**Work required**
Rewrite every line of the listing, beginning at the line that has "Point out every instance of the green foliage" and continuing through its last line, with -113 added to each number in the pixel coordinates and all other text left unchanged.

**Working data**

━━━━━━━━━━━━━━━━━━━━━━━━━━━━━━

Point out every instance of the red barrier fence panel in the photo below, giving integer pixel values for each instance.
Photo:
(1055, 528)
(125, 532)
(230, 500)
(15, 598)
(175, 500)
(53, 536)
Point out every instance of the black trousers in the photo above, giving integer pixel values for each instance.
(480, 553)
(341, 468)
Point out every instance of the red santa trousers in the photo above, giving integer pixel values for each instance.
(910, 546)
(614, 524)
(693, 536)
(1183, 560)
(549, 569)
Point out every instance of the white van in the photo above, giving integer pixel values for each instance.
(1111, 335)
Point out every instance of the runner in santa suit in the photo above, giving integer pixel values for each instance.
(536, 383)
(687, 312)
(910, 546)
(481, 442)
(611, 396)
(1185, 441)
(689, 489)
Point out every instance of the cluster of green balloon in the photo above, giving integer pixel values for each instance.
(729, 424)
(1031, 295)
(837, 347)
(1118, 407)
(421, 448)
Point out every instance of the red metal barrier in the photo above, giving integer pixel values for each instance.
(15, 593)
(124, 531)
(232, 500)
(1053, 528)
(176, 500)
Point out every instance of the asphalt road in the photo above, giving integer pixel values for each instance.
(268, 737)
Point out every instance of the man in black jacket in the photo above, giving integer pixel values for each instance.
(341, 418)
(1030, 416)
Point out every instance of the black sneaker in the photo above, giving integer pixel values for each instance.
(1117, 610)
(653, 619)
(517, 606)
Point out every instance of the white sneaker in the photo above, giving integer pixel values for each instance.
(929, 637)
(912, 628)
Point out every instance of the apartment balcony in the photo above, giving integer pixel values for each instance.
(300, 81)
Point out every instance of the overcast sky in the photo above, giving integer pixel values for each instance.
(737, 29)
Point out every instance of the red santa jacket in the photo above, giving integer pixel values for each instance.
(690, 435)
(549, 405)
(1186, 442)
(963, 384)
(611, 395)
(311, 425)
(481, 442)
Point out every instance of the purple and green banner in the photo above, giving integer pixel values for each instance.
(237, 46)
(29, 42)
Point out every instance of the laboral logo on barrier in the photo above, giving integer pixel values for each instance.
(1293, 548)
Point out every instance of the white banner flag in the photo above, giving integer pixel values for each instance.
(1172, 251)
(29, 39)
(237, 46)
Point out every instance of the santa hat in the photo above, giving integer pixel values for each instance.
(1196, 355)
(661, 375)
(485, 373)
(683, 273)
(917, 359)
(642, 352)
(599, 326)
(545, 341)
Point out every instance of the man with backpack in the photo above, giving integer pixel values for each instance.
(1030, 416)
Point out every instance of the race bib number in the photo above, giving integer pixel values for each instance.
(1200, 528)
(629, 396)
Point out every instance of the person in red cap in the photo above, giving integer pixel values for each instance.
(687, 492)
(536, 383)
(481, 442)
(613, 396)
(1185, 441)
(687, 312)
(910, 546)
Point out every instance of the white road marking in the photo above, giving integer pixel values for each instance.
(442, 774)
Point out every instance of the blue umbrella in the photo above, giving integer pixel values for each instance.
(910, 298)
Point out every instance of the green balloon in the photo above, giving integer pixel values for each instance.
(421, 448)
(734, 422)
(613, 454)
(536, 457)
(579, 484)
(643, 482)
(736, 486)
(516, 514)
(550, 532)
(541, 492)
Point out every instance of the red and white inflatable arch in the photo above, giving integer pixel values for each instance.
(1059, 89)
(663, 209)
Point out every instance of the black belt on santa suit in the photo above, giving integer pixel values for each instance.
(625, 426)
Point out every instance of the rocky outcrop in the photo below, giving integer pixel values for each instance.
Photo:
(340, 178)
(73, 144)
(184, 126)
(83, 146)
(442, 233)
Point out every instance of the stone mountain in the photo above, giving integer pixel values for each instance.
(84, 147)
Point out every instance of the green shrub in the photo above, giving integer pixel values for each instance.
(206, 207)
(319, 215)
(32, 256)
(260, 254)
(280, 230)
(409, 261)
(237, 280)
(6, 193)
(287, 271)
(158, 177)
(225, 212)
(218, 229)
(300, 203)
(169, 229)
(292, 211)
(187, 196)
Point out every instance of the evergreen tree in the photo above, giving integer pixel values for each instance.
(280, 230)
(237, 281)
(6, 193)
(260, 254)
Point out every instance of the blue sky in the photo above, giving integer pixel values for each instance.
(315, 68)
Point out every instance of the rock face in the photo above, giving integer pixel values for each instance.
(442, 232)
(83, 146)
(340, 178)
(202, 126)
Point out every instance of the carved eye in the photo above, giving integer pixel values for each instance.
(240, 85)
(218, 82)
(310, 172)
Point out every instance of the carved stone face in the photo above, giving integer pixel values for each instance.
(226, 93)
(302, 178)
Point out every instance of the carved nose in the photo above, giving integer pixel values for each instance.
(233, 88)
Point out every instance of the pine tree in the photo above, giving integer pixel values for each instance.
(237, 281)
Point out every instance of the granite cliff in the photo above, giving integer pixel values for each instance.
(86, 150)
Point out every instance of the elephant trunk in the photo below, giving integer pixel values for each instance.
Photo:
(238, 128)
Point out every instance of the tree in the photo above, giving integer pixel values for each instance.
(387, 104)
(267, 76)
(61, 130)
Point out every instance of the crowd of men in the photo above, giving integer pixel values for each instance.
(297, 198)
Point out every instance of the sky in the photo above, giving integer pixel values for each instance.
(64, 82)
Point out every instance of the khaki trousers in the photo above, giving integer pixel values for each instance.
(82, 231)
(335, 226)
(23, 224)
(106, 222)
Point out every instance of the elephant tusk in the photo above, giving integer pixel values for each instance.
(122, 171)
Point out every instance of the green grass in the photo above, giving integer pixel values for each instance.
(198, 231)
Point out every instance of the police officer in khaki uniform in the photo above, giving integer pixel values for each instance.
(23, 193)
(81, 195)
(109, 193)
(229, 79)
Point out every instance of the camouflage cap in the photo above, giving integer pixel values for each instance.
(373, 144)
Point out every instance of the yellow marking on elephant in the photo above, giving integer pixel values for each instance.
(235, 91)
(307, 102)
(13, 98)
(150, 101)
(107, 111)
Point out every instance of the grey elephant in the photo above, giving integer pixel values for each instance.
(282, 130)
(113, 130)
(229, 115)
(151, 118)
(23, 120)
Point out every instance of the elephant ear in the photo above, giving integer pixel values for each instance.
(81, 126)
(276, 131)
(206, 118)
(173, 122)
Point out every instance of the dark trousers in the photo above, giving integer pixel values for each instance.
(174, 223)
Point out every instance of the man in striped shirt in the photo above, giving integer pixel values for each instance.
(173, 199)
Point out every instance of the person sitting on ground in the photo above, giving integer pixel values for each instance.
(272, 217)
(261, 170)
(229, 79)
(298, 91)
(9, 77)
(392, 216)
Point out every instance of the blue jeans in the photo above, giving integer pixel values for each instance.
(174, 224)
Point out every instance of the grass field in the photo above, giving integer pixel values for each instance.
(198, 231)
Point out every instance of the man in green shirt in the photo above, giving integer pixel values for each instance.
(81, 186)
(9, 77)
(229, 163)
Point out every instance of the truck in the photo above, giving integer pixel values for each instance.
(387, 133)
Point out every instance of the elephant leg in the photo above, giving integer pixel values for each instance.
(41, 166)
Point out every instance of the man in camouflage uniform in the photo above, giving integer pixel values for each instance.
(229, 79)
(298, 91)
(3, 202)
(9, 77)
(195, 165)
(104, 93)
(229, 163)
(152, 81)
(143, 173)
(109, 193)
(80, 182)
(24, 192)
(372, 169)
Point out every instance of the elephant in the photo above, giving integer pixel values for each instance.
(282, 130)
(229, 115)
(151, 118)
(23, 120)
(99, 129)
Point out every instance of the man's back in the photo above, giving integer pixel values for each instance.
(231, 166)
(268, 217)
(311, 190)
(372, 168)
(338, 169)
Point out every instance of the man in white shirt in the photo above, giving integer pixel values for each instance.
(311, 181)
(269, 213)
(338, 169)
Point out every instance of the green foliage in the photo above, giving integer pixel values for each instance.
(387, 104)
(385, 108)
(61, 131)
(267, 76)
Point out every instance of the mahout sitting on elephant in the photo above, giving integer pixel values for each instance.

━━━━━━━━━━━━━━━━━━━━━━━━━━━━━━

**Reply**
Point out every instance of the green foliage in the photo above, giving integer pixel values for each instance.
(274, -9)
(272, -5)
(-52, 18)
(154, -37)
Point out every instance of the mahout sitting on elephant in the photo above, giving integer pixel values for each instance.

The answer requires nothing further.